## Task to carry out
Pick out every line in the rows below that contains the word "framed", and copy each of those lines in full.

## Dataset content

+ + +

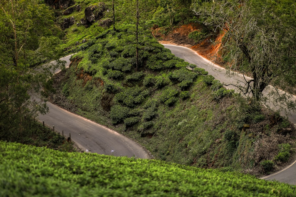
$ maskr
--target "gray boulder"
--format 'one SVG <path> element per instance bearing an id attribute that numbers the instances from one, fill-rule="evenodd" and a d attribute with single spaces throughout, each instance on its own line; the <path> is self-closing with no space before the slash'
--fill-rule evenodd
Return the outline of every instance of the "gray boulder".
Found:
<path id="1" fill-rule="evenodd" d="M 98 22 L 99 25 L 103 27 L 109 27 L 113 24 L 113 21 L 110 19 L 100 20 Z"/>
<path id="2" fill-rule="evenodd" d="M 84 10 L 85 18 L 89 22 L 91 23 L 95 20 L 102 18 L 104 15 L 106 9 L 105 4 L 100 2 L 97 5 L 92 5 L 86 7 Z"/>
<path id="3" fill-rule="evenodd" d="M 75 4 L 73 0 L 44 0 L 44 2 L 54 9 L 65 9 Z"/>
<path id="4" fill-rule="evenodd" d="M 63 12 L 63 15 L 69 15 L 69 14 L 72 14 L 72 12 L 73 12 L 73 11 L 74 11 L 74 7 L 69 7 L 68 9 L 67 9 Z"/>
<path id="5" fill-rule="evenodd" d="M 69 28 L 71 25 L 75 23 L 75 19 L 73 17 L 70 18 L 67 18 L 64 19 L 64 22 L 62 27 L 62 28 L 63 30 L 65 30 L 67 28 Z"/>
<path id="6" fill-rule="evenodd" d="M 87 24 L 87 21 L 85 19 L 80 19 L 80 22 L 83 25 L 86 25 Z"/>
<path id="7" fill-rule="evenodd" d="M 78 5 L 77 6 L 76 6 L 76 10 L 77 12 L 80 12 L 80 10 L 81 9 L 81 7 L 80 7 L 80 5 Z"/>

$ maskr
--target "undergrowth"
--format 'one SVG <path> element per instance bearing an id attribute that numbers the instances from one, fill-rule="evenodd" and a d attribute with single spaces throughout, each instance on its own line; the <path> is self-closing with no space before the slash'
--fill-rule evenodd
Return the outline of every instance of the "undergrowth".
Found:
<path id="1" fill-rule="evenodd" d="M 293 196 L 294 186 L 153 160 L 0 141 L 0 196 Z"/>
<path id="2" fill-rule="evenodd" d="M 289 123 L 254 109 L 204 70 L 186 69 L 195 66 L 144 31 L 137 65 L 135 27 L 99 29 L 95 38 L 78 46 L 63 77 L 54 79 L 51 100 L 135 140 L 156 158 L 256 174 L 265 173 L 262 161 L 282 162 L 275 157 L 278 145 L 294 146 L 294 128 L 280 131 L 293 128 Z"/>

+ + +

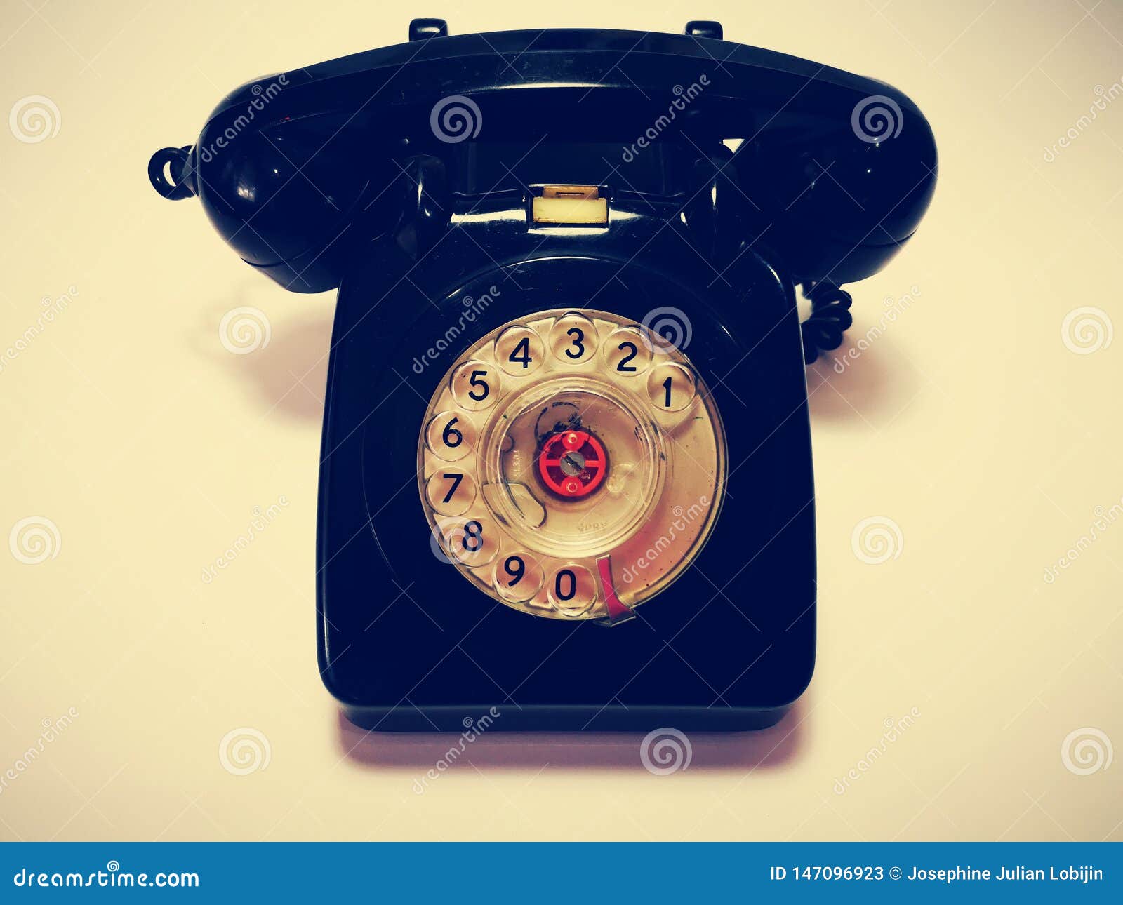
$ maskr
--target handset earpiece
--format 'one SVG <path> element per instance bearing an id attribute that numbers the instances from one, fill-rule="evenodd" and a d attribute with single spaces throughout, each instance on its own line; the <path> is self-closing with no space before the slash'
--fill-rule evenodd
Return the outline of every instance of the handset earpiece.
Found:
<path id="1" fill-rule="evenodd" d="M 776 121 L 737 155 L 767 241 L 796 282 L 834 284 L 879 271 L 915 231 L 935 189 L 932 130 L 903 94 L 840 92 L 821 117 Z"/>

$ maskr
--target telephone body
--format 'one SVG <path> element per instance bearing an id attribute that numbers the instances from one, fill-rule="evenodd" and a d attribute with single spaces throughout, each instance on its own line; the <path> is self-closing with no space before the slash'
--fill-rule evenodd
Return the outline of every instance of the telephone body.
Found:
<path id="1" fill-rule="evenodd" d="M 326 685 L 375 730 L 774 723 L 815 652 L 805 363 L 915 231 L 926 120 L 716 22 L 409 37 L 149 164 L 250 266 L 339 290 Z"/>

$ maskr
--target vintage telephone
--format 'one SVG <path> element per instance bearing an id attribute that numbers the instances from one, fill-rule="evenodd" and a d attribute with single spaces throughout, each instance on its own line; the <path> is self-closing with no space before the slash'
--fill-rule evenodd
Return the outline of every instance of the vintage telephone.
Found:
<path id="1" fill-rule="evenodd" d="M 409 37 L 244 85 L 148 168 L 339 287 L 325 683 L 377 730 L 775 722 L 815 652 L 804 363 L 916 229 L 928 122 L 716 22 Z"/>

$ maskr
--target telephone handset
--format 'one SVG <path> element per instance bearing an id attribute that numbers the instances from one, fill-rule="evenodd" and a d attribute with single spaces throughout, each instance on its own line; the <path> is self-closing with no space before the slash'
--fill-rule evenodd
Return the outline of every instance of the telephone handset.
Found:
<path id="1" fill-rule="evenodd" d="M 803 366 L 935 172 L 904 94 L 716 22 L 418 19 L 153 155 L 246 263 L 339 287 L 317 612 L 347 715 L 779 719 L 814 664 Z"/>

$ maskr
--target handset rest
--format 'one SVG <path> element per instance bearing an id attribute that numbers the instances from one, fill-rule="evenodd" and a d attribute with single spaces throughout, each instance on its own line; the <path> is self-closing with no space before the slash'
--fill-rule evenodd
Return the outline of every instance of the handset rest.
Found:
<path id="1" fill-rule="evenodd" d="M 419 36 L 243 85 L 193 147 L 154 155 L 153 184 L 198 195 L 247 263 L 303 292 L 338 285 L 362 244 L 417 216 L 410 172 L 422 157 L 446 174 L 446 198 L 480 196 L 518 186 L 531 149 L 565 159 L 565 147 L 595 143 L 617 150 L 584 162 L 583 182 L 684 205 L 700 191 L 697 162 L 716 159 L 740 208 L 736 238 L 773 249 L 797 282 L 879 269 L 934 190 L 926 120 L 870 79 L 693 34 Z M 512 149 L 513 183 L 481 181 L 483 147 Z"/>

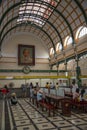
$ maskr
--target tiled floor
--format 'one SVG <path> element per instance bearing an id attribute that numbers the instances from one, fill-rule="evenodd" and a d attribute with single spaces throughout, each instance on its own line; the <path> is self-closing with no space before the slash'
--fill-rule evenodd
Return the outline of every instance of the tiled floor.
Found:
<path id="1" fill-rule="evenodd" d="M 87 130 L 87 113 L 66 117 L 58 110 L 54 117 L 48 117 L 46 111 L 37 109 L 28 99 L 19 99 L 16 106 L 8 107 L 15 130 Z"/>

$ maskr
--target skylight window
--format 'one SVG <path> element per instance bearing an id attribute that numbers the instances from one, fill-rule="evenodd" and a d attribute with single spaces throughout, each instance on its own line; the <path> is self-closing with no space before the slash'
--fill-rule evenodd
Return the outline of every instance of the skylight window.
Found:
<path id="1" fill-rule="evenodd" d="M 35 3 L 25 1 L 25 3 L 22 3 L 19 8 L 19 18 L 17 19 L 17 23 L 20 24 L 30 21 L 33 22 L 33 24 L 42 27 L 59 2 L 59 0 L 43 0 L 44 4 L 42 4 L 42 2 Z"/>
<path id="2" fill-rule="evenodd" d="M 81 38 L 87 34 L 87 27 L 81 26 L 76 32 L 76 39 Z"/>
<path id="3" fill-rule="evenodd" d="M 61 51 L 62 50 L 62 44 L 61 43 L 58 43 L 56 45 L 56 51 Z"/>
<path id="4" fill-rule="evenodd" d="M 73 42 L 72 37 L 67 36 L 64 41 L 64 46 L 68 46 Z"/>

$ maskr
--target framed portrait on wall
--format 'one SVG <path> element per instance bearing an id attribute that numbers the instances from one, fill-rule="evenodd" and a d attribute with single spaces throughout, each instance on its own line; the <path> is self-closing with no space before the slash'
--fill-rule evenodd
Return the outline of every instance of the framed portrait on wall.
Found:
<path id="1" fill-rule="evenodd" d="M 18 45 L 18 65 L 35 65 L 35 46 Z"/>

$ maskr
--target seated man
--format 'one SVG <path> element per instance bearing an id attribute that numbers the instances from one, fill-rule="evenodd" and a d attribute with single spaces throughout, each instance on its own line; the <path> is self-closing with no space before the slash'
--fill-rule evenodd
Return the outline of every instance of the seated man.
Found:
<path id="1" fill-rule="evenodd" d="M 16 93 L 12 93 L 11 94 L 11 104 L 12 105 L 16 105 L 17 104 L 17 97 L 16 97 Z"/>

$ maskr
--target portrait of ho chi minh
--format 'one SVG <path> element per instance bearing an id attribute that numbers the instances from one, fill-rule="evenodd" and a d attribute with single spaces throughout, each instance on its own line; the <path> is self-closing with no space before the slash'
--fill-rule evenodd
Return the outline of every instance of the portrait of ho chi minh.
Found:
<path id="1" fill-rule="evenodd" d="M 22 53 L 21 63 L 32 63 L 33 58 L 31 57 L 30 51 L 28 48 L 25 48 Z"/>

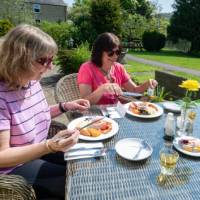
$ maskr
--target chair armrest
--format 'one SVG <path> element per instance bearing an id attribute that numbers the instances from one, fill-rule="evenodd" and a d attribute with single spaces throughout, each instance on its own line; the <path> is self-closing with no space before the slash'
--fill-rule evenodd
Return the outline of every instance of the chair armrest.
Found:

+ + +

## Solution to this problem
--target framed portrait on wall
Return the outline of every instance of the framed portrait on wall.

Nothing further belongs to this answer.